EXERCISE OBJECTIVE: Print every line below. Match each one exactly.

THE DATA:
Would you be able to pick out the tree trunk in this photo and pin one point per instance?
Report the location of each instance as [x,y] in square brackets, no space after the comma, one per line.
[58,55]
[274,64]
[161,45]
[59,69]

PROBLEM SOLUTION:
Would you be able to pick out the tree trunk in this photo and pin one point per instance?
Report the location of each instance as [x,y] in square brackets, no space after the comma, one per line.
[58,55]
[274,64]
[161,45]
[59,69]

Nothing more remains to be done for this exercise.